■ **TASK TO CARRY OUT**: Starting at the line that contains "Expected: a point placed on each instance of the man's arm" and ending with the final line of the listing below, lay out those lines as a numbered list and omit any blank lines.

■ **DATA SUPPLIED**:

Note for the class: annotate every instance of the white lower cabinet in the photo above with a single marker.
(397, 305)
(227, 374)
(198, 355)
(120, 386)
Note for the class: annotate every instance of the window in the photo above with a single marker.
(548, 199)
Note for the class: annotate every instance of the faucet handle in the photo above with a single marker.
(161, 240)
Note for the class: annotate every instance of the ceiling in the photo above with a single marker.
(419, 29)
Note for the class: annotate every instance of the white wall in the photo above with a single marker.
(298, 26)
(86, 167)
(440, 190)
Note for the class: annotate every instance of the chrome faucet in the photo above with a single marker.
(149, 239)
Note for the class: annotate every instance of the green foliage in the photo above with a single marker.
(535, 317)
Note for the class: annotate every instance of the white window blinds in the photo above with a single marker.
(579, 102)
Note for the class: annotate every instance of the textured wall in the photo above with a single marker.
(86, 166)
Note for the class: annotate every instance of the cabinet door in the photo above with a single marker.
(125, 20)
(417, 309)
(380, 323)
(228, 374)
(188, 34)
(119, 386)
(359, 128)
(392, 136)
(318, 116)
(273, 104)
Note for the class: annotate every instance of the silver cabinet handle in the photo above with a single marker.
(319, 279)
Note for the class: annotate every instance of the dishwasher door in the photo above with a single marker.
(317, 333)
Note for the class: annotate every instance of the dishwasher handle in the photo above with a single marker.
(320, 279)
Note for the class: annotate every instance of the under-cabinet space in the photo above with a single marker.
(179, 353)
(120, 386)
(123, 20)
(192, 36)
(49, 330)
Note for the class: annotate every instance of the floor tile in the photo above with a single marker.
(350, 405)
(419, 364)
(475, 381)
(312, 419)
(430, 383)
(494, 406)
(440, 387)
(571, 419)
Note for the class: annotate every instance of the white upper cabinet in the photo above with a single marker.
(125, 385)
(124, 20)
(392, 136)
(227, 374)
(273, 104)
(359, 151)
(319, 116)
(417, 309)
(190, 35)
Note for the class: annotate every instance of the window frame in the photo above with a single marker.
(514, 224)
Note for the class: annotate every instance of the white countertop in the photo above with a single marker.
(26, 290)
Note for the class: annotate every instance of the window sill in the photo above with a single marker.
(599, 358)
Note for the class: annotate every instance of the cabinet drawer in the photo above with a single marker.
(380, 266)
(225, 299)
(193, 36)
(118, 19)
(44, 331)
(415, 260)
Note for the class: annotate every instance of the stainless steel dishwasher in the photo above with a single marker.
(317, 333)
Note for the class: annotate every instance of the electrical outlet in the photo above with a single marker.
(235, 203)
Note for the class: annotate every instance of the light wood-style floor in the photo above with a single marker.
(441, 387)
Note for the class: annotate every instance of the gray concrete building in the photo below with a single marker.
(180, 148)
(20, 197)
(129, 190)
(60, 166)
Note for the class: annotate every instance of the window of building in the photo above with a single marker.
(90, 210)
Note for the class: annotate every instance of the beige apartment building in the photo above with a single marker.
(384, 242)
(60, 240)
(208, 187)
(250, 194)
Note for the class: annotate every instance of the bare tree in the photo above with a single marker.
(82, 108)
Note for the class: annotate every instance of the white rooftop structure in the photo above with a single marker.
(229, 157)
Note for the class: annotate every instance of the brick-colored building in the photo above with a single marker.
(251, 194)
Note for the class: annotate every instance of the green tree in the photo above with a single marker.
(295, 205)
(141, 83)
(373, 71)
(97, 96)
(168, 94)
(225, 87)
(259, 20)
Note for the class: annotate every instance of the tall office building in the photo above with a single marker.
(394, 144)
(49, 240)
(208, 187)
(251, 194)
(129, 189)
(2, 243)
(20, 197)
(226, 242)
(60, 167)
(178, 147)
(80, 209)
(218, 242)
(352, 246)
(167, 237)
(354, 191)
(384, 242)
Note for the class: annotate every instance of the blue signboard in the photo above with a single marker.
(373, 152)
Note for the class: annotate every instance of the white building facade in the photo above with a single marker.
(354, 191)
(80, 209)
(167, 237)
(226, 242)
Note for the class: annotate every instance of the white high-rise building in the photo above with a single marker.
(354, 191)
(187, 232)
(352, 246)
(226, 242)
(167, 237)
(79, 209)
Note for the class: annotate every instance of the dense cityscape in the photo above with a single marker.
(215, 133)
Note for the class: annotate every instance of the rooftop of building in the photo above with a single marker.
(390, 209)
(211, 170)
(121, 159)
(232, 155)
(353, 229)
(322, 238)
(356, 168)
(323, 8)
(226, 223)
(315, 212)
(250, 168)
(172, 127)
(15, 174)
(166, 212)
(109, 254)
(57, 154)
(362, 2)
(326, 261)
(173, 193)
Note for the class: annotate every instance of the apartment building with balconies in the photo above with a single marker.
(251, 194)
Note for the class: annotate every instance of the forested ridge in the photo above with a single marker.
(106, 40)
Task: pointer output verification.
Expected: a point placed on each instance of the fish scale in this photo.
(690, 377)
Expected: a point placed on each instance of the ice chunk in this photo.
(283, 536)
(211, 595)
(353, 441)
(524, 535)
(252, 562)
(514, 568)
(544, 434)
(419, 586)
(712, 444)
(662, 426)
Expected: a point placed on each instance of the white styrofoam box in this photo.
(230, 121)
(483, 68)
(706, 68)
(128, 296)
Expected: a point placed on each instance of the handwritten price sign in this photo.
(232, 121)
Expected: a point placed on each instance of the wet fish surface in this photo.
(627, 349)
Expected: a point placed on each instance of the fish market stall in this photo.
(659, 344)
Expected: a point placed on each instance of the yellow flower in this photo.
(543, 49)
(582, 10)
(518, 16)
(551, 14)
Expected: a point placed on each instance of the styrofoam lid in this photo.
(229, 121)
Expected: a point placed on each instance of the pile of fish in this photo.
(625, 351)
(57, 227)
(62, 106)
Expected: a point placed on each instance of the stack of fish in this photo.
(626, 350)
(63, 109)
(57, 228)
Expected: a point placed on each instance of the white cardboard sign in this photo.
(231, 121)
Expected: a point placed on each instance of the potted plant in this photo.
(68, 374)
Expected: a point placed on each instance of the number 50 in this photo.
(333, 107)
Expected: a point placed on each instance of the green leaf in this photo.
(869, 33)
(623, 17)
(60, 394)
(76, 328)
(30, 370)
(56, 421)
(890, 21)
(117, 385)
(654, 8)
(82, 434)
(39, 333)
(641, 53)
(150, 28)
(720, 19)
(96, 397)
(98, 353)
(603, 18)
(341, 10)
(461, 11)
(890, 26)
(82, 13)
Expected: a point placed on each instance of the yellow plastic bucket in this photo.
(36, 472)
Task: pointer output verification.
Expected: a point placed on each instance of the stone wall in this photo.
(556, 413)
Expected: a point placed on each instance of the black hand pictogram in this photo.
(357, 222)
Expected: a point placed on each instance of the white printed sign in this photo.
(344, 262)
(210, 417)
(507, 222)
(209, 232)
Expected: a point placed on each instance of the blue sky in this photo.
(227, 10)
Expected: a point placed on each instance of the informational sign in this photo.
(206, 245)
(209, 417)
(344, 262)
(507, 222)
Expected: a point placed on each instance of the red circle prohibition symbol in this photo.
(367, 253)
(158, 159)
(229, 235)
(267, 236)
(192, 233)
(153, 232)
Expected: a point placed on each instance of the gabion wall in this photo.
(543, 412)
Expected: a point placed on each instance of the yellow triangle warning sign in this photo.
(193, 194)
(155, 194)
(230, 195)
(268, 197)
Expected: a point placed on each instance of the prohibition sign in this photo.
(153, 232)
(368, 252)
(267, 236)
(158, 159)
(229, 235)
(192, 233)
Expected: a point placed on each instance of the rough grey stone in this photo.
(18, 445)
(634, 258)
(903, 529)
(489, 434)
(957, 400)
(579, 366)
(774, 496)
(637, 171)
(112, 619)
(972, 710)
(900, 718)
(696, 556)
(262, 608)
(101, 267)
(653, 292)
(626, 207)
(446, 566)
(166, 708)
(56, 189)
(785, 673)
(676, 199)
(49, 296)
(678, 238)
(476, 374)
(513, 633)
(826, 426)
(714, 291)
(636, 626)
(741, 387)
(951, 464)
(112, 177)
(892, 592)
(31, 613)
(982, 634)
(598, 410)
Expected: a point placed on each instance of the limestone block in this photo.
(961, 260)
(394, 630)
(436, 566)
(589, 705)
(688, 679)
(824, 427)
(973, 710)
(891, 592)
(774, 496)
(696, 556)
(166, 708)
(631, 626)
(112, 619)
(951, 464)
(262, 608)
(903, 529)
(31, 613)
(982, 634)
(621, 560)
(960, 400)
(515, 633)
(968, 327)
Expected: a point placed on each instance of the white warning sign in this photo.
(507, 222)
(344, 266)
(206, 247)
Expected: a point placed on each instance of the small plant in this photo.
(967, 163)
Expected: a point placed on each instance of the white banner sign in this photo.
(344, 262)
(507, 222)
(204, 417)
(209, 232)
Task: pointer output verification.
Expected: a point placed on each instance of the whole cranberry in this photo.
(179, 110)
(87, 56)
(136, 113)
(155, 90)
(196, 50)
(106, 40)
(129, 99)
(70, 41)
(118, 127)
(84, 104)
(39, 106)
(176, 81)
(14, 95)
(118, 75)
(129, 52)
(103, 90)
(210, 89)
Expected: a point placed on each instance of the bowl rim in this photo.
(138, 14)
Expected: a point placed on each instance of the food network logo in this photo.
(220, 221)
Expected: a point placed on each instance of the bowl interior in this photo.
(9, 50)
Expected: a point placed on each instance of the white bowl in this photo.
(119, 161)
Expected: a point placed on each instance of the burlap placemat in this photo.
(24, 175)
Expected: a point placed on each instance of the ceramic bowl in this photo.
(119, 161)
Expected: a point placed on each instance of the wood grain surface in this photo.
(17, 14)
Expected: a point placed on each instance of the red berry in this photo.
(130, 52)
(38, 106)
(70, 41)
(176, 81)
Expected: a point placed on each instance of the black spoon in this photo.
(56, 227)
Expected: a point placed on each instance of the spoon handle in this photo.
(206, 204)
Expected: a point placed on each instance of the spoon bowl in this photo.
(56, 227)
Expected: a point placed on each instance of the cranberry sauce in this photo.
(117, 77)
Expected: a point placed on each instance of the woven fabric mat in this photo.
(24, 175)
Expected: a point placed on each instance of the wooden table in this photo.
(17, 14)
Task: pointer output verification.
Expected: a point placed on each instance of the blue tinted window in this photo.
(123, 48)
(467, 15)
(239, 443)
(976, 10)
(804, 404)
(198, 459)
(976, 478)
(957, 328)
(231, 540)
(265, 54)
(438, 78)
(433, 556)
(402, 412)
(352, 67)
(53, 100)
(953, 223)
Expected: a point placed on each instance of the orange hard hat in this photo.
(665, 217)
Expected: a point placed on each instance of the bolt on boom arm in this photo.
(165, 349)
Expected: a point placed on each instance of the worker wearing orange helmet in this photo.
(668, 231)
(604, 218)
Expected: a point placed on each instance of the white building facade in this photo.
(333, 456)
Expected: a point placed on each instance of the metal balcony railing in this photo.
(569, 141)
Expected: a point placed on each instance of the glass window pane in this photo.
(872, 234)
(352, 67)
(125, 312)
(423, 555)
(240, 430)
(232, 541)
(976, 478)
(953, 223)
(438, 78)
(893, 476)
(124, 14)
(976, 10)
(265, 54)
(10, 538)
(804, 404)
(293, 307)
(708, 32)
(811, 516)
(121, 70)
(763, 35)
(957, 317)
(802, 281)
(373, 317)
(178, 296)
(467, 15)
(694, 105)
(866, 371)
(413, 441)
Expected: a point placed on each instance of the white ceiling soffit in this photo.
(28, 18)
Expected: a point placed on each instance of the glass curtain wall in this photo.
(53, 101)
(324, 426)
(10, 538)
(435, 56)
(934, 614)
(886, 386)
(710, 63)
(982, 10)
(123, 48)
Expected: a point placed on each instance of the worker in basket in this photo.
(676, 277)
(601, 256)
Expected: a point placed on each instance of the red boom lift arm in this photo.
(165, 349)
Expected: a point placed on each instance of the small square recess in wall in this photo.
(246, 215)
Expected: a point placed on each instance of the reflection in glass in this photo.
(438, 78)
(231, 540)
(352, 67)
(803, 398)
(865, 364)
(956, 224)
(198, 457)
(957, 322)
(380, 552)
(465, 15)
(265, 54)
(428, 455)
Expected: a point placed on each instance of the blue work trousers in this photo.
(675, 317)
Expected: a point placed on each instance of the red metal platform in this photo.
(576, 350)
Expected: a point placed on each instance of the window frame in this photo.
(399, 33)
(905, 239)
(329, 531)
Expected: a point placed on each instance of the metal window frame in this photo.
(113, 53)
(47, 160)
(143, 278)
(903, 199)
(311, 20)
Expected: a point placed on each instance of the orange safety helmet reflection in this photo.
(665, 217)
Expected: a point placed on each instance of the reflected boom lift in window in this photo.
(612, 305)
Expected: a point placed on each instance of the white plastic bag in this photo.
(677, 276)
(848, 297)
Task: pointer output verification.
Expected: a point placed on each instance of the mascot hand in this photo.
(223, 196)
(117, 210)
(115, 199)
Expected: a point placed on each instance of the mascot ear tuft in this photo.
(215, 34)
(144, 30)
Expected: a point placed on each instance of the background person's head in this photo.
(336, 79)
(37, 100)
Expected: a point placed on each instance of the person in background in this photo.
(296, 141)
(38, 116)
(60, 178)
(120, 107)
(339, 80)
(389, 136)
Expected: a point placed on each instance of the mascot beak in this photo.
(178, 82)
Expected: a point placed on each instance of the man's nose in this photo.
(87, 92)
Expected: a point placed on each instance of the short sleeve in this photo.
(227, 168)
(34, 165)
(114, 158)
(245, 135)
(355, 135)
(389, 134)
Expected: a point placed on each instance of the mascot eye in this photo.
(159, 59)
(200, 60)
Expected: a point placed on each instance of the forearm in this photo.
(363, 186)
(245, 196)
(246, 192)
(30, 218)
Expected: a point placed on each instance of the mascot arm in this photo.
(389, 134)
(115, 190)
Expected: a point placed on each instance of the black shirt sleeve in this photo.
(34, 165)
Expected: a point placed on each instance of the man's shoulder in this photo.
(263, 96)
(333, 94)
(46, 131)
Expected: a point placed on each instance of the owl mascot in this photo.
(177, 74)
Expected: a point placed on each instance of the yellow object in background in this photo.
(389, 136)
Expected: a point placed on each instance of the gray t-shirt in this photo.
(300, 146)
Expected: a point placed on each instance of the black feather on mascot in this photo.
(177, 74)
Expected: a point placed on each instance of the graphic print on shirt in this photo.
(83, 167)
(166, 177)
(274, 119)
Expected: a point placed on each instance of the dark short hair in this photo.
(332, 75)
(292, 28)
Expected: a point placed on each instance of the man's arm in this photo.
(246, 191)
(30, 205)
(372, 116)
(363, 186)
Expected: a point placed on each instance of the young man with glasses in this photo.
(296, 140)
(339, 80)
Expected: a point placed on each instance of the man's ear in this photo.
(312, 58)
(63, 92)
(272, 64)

■ **OUTPUT BELOW**:
1. Expected: a point placed on each instance of the man's arm in this photo.
2. (246, 191)
3. (30, 205)
4. (372, 116)
5. (363, 186)
6. Expected: a point placed on each instance of the young man with glasses in this photo.
7. (296, 140)
8. (339, 80)
9. Expected: a point placed on each instance of the man's ear in this photo.
10. (312, 58)
11. (63, 92)
12. (272, 64)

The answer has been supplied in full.